# Supplied text
──────
One virgin birth too many
There are two reasons why I hate going to art films. The first is that everyone in the audience is as old as I am. That means swelling bellies, cottage-cheese necks, and balding domes, all of which I can see in the mirror every day.
The second reason why I hate going to art films is that they’re terrible! Alfonso Cuarón’s The Children of Men, based on a “dystopian” novel by P. D. James, is the most recent offender, and a most egregious one.
Why are art films so bad? Because they take the sentimental, manipulative dramatic tricks and clichés of “bad” commercial films and place them in the service of supposedly “different” films, which are, if anything, even more clichéd than the damn commercial flicks! Worst of all, the entire enterprise is drenched, nay, permeated, with the cloying sweet syrup of solemn self-congratulation.
Cuarón’s adaptation takes quite a few liberties with James’ 1992 novel, but in my opinion any film, novel, play, dramatic recitation, or comic strip that’s built around a “miraculous” birth in a childless, dysfunctional society is going to run on four legs and answer to “Fido.”
James’ novel pictures a society that’s simply fading away.1 There’s no crime, because there are no young people. There’s a dictatorship not because of disorder but because no one can be bothered to vote. Cities are disappearing and the countryside is expanding. Old people are being bumped off or eased into suicide because it’s too much work to take care of them. There are a few malcontents, who are shipped off to the Isle of Man, which is your basic man-eat-man hell-hole.
Cuarón has tarted things up considerably. Women still can’t have babies, but instead of peaceful decline we have videogame-style chaos — a tyrannical government, a terrorist resistance, terrible poverty, pollution, etc., and holding pens on every corner for illegal aliens. The countryside is littered with endless piles of burning steer carcasses.
──────
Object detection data
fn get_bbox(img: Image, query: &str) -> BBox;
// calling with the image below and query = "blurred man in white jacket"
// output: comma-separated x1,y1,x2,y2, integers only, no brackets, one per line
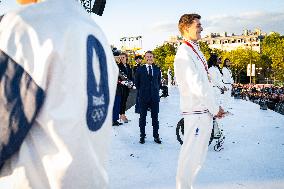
174,14,224,189
0,0,118,189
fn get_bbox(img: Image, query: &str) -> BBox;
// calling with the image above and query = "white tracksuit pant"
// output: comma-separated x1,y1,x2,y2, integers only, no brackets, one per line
176,113,212,189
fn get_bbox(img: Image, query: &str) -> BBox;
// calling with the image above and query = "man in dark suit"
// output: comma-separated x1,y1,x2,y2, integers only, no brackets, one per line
135,51,162,144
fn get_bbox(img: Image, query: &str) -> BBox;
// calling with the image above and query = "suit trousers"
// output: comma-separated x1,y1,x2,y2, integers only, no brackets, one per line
176,113,213,189
119,86,130,114
139,100,159,138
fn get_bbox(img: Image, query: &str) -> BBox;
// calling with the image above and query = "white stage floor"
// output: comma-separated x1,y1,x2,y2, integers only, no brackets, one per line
107,87,284,189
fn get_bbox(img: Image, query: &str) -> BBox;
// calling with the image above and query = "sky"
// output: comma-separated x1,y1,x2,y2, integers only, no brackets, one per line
0,0,284,51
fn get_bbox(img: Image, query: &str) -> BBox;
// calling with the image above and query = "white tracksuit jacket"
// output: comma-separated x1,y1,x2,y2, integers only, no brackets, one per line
174,43,219,115
0,0,118,189
174,42,219,189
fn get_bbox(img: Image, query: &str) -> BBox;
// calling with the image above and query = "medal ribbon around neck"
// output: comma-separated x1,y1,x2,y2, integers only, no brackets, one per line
183,40,211,82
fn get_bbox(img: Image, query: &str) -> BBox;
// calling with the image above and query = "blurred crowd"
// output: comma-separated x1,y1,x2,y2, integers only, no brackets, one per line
──────
# Brief 1
Which kinds of work does the film review say are "going to run on four legs and answer to 'Fido'" when built around a "miraculous" birth in a childless, dysfunctional society?
# Brief 2
According to the film review, where are the malcontents in the novel's society shipped off to?

# Task response 1
Film, novel, play, dramatic recitation, comic strip

# Task response 2
The Isle of Man